### ARTICLE
++++++++++++++++++++
The first inductees into the new NASCAR Hall of Fame will be announced in October, and until then will come some serious debate.
A panel of 50 - the 21-person nominating committee, 14 media members, four manufacturer reps, nine retired competitors and two industry leaders - will join with fans to choose the first five members of the hall. NASCAR released the 25 nominees Thursday, and there were no surprises.
You have to believe all 25 will make it in the next few years, which makes entering in the first year all the more special. Though you may think the choices will be simple, the more you analyze it the more difficult it becomes.
"This first list of potential inductees is impressive, to say the least," said NASCAR chairman and CEO Brian France. "Now comes the hard part - choosing only five to be inducted. Every single person on this list is worthy to be in the NASCAR Hall of Fame."
So how do you distinguish inaugural inductees from second- and third-year ones? Today's drivers are taking the process seriously.
++++++++++++++++++++
### DATASET EXCERPT
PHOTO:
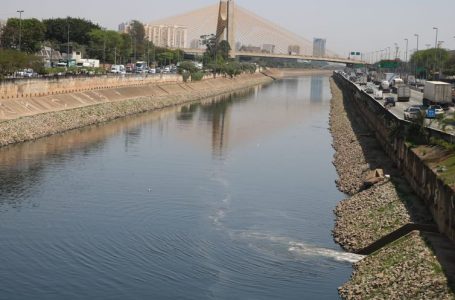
++++++++++++++++++++
### TO BE DONE
• A. In the NASCAR Hall of Fame article, how many media members are on the panel that will choose the first inductees?
• B. Turn the paragraph of the NASCAR Hall of Fame article that begins "A panel of 50" into a short list that keeps its main facts.
• C. Pick up the NASCAR Hall of Fame article after its final sentence and continue writing it.

### RESPONSE LIST
• A. The panel includes 14 media members.

• B.
- A 50-person panel will join with fans to choose the hall's first five members.
- The panel consists of the 21-person nominating committee, 14 media members, four manufacturer representatives, nine retired competitors and two industry leaders.
- NASCAR released the 25 nominees on Thursday, with no surprises.

• C.
"In my opinion you look in a few different areas of success on track and what they did within the sport, to help to grow the sport, commitment to the sport and really the type of person that they are and their character," Jeff Gordon said. "It's sad that only five are going into it in this first round because we have 60 years of racing basically now and it's hard to pick just five, but I am really excited to see who those five are and look forward to the other years to come and watch for the other people go in."
Here's my ballot:
1. Big Bill France. How could you start anywhere else? The man whose vision started and grew the sport is an obvious first-year selection. My thought would be to pair Big Bill with son Bill Jr., who actually ran the sport longer than his dad and took it from a regional to a national sport.
2. Richard Petty. Many will argue until the cows come home whether he is or isn't the greatest driver of all time. What can't be argued are the 200 career wins and seven Cup titles.
3. David Pearson. In my book, he was the greatest driver of all time, and with 105 wins and three titles he is an easy pick.
4. Dale Earnhardt. Seven Cup titles say all that needs to be said about the Intimidator, but he meant so much more to the sport than championships. His style and popularity with the common man changed the sport.
5. Junior Johnson. The best combination of owner/driver in NASCAR history. He won 50 races as a driver and 132 and six titles as an owner.
Next year: Cale Yarborough, Rick Hendrick, Richard Childress, Darrell Waltrip and Bobby Allison.
There's my list. What's yours?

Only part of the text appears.